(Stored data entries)
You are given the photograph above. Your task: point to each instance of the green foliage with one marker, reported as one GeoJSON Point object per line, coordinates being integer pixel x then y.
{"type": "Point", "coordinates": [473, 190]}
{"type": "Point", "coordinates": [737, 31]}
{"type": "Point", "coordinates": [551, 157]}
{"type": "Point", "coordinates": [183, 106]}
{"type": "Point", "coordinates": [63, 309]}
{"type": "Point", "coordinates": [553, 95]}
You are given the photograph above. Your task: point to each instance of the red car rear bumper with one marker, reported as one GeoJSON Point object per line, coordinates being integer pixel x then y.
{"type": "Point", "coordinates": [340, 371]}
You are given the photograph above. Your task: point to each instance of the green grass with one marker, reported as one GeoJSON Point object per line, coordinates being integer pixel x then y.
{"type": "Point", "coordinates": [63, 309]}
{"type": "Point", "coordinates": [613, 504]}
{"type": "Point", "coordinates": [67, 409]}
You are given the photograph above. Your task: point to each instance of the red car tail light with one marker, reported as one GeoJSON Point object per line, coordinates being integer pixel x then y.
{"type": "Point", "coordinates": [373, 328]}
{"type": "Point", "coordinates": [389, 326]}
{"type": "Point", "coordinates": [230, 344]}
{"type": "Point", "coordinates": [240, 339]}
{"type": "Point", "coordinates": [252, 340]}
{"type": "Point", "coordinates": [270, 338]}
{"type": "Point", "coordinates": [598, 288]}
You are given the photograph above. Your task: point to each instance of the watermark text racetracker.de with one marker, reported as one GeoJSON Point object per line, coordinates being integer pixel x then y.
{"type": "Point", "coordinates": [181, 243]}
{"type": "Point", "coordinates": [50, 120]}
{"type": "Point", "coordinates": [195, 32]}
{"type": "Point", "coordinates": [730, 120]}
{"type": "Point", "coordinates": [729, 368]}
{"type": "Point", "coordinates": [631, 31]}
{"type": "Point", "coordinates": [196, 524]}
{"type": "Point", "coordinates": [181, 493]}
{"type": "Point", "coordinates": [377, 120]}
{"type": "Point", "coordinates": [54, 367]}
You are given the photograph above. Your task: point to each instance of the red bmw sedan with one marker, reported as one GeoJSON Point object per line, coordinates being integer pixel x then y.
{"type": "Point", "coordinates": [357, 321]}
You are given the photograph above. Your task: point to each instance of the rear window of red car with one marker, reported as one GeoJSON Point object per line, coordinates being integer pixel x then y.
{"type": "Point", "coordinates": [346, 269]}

TASK DESCRIPTION — Every entry must be given again exactly as it reads.

THE COMPLETED TASK —
You are given the photograph above. Your task: point to each instance of the green foliage with one marker, reported as one GeoJSON Point object per line, coordinates being integer pixel x then y.
{"type": "Point", "coordinates": [473, 190]}
{"type": "Point", "coordinates": [737, 31]}
{"type": "Point", "coordinates": [551, 157]}
{"type": "Point", "coordinates": [183, 106]}
{"type": "Point", "coordinates": [63, 309]}
{"type": "Point", "coordinates": [553, 95]}
You are given the photograph above. Your task: point to each instance of the red car rear bumper with one marker, reported as one GeoJSON Point object per line, coordinates being integer pixel x then y.
{"type": "Point", "coordinates": [340, 371]}
You are given the photograph above. Your task: point to each instance of the green grass with one marker, reported as one GeoJSON Point object per line, coordinates being integer pixel x then y.
{"type": "Point", "coordinates": [63, 309]}
{"type": "Point", "coordinates": [613, 504]}
{"type": "Point", "coordinates": [67, 409]}
You are given the photograph above. Your task: point to each instance of the red car tail light with one marker, reported as one GeoJSON Point object per line, coordinates being integer pixel x then y.
{"type": "Point", "coordinates": [373, 328]}
{"type": "Point", "coordinates": [389, 326]}
{"type": "Point", "coordinates": [230, 344]}
{"type": "Point", "coordinates": [240, 339]}
{"type": "Point", "coordinates": [252, 340]}
{"type": "Point", "coordinates": [270, 338]}
{"type": "Point", "coordinates": [598, 288]}
You are given the photograph above. Your task: point to each instance of the watermark text racetracker.de with one marker, reported as one GeoJSON Point object per line, coordinates being integer pixel x then y.
{"type": "Point", "coordinates": [181, 243]}
{"type": "Point", "coordinates": [50, 120]}
{"type": "Point", "coordinates": [195, 32]}
{"type": "Point", "coordinates": [730, 120]}
{"type": "Point", "coordinates": [729, 368]}
{"type": "Point", "coordinates": [631, 31]}
{"type": "Point", "coordinates": [196, 524]}
{"type": "Point", "coordinates": [181, 493]}
{"type": "Point", "coordinates": [377, 120]}
{"type": "Point", "coordinates": [54, 367]}
You are given the photograph above. Your task: point to each instance of the red bmw sedan with one marker, reported as one GeoJSON Point object per line, coordinates being integer pixel x then y.
{"type": "Point", "coordinates": [357, 321]}
You are given the photograph above. Your task: point to each instance of the rear window of red car with one marker, reported as one GeoJSON Point object per line, coordinates being integer pixel x then y.
{"type": "Point", "coordinates": [346, 269]}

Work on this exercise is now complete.